→ **Requirement**: Find how many lines of the entries contain the word "below", then report that figure alone.

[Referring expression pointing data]
***
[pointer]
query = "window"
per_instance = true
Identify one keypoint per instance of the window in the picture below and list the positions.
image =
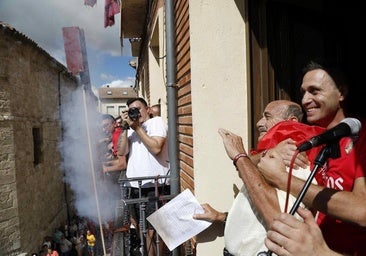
(37, 146)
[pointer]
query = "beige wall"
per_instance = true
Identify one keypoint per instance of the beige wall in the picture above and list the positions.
(32, 198)
(219, 99)
(157, 66)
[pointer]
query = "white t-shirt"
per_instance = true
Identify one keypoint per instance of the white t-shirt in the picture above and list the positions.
(141, 162)
(244, 231)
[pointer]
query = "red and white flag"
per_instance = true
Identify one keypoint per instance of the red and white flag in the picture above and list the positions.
(73, 51)
(111, 8)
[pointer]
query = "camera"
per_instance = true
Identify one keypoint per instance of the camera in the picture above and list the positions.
(134, 113)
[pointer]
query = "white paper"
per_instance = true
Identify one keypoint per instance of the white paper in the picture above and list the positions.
(174, 221)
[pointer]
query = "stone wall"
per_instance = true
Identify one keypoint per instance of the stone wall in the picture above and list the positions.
(33, 89)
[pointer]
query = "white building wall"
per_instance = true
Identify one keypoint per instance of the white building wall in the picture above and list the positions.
(219, 82)
(157, 68)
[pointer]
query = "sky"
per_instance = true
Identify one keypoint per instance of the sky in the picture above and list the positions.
(43, 20)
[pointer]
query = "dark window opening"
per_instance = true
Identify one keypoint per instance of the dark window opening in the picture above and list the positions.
(37, 146)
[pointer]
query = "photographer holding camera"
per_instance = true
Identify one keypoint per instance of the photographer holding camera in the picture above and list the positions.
(145, 143)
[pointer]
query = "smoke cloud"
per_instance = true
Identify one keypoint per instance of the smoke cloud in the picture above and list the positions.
(95, 195)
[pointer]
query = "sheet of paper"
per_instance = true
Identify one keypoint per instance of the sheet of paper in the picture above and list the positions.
(174, 222)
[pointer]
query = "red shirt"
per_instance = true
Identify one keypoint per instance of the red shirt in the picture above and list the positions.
(340, 174)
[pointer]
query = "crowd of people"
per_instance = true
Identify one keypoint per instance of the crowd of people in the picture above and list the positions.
(135, 152)
(336, 197)
(75, 239)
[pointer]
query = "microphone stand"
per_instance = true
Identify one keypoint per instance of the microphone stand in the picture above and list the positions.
(331, 150)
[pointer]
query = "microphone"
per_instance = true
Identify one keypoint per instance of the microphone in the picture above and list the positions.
(347, 127)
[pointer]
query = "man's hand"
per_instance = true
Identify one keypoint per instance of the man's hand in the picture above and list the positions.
(289, 236)
(232, 142)
(272, 167)
(286, 149)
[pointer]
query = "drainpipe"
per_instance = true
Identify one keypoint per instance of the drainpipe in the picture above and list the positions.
(172, 103)
(172, 98)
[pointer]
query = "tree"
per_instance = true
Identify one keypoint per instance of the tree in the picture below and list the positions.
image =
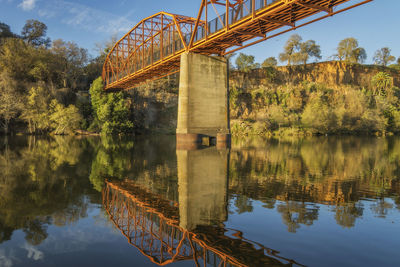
(34, 33)
(64, 120)
(348, 50)
(36, 112)
(111, 110)
(290, 49)
(245, 62)
(383, 56)
(10, 101)
(296, 51)
(71, 61)
(310, 49)
(269, 62)
(381, 82)
(5, 31)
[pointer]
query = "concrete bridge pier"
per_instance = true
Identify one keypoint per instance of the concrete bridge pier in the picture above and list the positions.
(203, 109)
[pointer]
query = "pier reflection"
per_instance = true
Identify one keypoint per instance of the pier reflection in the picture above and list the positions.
(191, 228)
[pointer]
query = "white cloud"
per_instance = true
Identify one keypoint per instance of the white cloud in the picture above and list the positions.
(27, 5)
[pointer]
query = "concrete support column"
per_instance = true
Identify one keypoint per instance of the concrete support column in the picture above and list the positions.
(203, 109)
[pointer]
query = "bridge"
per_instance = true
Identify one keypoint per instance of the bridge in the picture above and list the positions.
(167, 43)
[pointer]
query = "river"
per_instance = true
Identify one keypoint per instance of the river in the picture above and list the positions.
(91, 201)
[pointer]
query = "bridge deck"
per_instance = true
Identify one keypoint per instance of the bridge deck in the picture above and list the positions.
(153, 47)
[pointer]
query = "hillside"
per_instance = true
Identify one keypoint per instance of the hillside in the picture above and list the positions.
(319, 98)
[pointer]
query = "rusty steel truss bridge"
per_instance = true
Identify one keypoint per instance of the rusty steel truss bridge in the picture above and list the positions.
(152, 48)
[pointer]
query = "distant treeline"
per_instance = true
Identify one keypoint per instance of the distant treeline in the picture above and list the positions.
(44, 88)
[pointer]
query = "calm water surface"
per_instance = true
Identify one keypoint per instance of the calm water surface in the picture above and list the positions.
(140, 202)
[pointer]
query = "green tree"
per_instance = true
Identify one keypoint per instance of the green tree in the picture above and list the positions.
(296, 51)
(5, 31)
(111, 110)
(310, 49)
(10, 101)
(34, 33)
(381, 83)
(291, 49)
(36, 112)
(64, 120)
(245, 62)
(383, 56)
(348, 50)
(269, 62)
(71, 61)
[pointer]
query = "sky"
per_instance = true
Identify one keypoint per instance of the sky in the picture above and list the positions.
(374, 25)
***
→ **Written reply**: 2